- [Exercise]: What is needed here is every entry, retyped exactly.

━━━ Records for the task ━━━

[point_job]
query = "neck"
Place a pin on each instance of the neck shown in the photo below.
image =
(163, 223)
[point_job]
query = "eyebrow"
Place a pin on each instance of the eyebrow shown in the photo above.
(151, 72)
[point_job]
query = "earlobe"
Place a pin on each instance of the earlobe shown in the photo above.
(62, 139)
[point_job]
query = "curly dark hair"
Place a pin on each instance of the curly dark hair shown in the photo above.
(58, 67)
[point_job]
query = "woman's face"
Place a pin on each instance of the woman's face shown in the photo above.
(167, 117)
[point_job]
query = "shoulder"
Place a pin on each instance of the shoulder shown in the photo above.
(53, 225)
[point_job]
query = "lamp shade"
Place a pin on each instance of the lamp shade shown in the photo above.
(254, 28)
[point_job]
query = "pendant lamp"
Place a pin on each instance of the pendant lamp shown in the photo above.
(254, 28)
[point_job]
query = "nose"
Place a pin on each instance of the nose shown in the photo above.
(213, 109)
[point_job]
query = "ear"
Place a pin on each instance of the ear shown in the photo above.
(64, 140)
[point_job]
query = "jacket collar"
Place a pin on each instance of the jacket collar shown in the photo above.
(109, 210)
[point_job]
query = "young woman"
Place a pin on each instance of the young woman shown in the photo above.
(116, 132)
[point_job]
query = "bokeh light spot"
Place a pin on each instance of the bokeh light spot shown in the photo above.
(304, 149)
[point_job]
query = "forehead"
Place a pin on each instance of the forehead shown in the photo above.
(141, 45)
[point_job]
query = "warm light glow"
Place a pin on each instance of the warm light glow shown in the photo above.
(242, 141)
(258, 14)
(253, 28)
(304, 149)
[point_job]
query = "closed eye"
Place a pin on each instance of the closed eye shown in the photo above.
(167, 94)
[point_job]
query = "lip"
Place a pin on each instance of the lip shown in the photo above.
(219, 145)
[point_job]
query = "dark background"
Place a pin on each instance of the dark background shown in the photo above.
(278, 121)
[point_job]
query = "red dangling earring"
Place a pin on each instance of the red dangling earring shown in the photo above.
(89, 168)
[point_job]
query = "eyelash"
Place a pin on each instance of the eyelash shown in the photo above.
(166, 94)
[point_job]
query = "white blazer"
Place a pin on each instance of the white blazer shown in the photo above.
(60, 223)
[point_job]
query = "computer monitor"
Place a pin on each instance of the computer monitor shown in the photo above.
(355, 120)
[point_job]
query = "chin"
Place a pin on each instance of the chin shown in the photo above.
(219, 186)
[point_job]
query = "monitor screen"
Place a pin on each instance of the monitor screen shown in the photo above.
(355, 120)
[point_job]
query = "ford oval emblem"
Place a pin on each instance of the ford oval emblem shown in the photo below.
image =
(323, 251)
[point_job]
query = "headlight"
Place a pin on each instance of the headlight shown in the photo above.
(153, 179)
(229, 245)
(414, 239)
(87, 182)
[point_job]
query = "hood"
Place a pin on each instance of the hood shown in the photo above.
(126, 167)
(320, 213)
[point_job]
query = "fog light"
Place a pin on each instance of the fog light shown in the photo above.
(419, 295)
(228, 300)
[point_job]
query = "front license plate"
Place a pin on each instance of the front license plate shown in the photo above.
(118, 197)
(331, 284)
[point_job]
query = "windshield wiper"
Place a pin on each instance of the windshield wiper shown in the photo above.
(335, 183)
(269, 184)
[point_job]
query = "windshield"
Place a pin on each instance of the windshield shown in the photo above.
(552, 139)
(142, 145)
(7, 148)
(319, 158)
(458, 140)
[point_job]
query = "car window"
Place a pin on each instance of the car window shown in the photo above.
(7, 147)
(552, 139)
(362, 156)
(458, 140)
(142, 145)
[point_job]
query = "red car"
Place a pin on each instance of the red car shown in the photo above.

━━━

- [Answer to the problem]:
[point_job]
query = "neck"
Place a pin on each instance of the neck shown in the photo below.
image =
(163, 223)
[point_job]
query = "eyebrow"
Place a pin on each instance of the eyebrow shown in the photo above.
(151, 72)
[point_job]
query = "earlobe"
Place a pin on each instance of the earlobe shown in the photo above.
(62, 139)
[point_job]
query = "curly dark hair"
Place a pin on each instance of the curly dark hair shown in the photo above.
(58, 67)
[point_job]
query = "woman's face"
Place a pin on each instance of the woman's face shown in the photo above.
(167, 117)
[point_job]
query = "shoulder"
Place a pin on each instance of the shoulder shown in the photo above.
(53, 225)
[point_job]
query = "lamp shade"
Place a pin on each instance of the lamp shade shown in the photo above.
(254, 28)
[point_job]
query = "pendant lamp"
Place a pin on each instance of the pendant lamp shown in the photo above.
(254, 28)
[point_job]
query = "nose"
Place a pin on each instance of the nose shown in the photo above.
(213, 109)
[point_job]
query = "ear"
Place a pin on each instance of the ear shown in the photo above.
(64, 140)
[point_job]
query = "jacket collar"
Place a pin on each instance of the jacket collar shown in the photo above.
(109, 210)
[point_job]
query = "young woman"
Place a pin on each instance of the young woman shown in the photo above.
(116, 132)
[point_job]
query = "bokeh light spot"
Place a pin on each instance of the bokeh light spot shown in the photo above.
(304, 149)
[point_job]
query = "forehead"
Place a pin on each instance of the forehead shown in the photo above.
(141, 45)
[point_job]
query = "warm light glow"
Place a pin on each instance of the warm light glow shown in the photo above.
(242, 141)
(258, 14)
(253, 28)
(304, 149)
[point_job]
query = "closed eye"
Place a pin on each instance of the closed eye shown in the photo above.
(167, 94)
[point_job]
query = "lip"
Place a pin on each instance of the lip shown in the photo above.
(219, 145)
[point_job]
query = "dark background"
Place a pin on each instance of the dark background shown in the photo above.
(278, 121)
[point_job]
query = "red dangling earring"
Place a pin on each instance of the red dangling earring shown in the photo above.
(89, 168)
[point_job]
query = "eyelash"
Place a pin on each instance of the eyelash shown in the photo above.
(166, 94)
[point_job]
query = "white blazer"
Place a pin on each instance of the white blazer shown in the photo above.
(60, 223)
[point_job]
query = "computer monitor"
Place a pin on each instance of the computer monitor shown in the photo above.
(355, 120)
[point_job]
query = "chin"
Place a pin on each instance of the chin shown in the photo above.
(219, 186)
[point_job]
query = "monitor screen"
Place a pin on each instance of the monitor screen shown in the photo above.
(355, 120)
[point_job]
query = "ford oval emblem"
Place a pin on each instance of the ford oval emblem shown in the photo below.
image =
(323, 251)
[point_job]
query = "headlight"
Place a pin on each instance of the headlight shown in the photo above.
(153, 179)
(229, 245)
(414, 239)
(87, 182)
[point_job]
query = "hood"
Place a pin on each instance of the hood shown in the photo above.
(126, 167)
(320, 213)
[point_job]
query = "fog light"
Place a pin on each instance of the fog light shown in the photo above.
(419, 295)
(228, 300)
[point_job]
query = "front license plate"
Place a pin on each instance of the front license plate shown in the photo above.
(118, 197)
(331, 284)
[point_job]
query = "windshield wiper"
Place a pin on each instance of the windshield wiper shown in the photo above.
(335, 183)
(269, 184)
[point_job]
query = "windshield"
Place a pin on each instance of the windshield shown in the photo above.
(552, 139)
(142, 145)
(7, 148)
(319, 158)
(458, 140)
[point_job]
query = "car window"
Place a pin on each instance of the car window shown in the photo above.
(7, 147)
(552, 139)
(362, 156)
(458, 140)
(142, 145)
[point_job]
query = "red car"
Place a pin on each instance of the red car shown in the photo above.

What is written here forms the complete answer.